AIM OF THE TASK.
Can you reproduce the text below, about Bossuyt's possible suspension, in full and word for word?
Start of SELECTED EXTRACT
As well as earning her place as a versatile Classics rider, Bossuyt is a seasoned track racer and last year became Madison world champion with partner Lotte Kopecky, putting her firmly in contention for the 2024 Paris Olympics. However, if the young Belgian were to receive the same suspension as compatriot Aerts, she would be ruled out of competition until March 2025.

Belgian newspaper has since reported that both Aerts and Bossuyt had registered very small quantities of the substance, Aerts showing 2.4 nanograms per ml and Bossuyt showing half that. This, according to toxicologist Tytgat, could “certainly” imply accidental intake via contamination, as Aerts has repeatedly claimed as he continues to fight his suspension.

“WADA applies a threshold value of 20 nanograms per milliliter for many products,” Tytgat said. “With everything that remains below that, you can ask yourself whether it can have a performance-enhancing effect.”
End of SELECTED EXTRACT
Start of DATA FOR ANALYSIS
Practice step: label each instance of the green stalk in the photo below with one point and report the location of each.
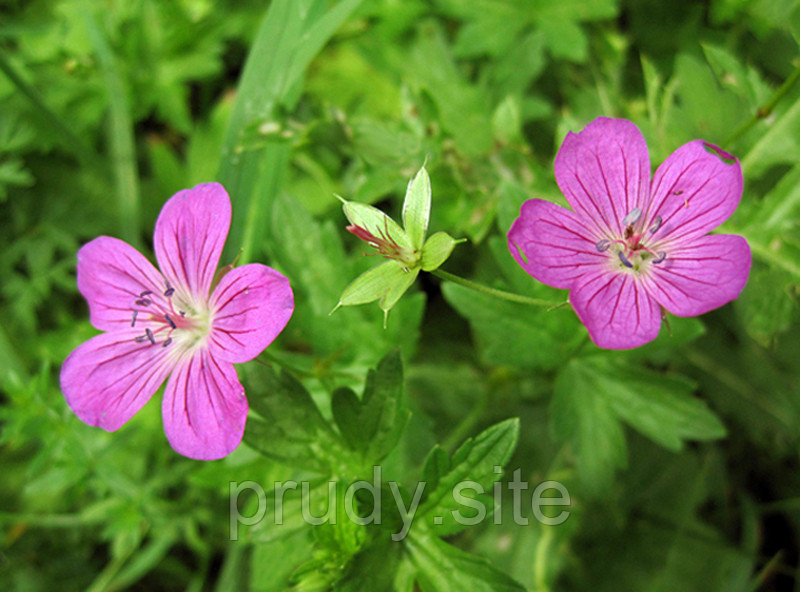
(502, 294)
(766, 109)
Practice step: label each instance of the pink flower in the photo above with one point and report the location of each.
(172, 324)
(631, 246)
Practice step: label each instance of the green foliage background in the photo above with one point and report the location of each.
(681, 457)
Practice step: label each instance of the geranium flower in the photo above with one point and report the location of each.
(174, 323)
(631, 246)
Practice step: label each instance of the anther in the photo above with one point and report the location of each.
(603, 245)
(632, 217)
(656, 224)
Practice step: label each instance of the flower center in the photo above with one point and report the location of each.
(631, 249)
(164, 325)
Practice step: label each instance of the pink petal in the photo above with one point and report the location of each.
(189, 236)
(616, 309)
(694, 191)
(251, 305)
(110, 377)
(701, 276)
(111, 276)
(553, 244)
(204, 408)
(604, 172)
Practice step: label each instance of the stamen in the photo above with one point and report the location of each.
(632, 217)
(624, 260)
(656, 224)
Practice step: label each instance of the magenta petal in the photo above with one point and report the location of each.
End of DATA FOR ANALYSIS
REPLY TO THE EXERCISE.
As well as earning her place as a versatile Classics rider, Bossuyt is a seasoned track racer and last year became Madison world champion with partner Lotte Kopecky, putting her firmly in contention for the 2024 Paris Olympics. However, if the young Belgian were to receive the same suspension as compatriot Aerts, she would be ruled out of competition until March 2025.

Belgian newspaper has since reported that both Aerts and Bossuyt had registered very small quantities of the substance, Aerts showing 2.4 nanograms per ml and Bossuyt showing half that. This, according to toxicologist Tytgat, could “certainly” imply accidental intake via contamination, as Aerts has repeatedly claimed as he continues to fight his suspension.

“WADA applies a threshold value of 20 nanograms per milliliter for many products,” Tytgat said. “With everything that remains below that, you can ask yourself whether it can have a performance-enhancing effect.”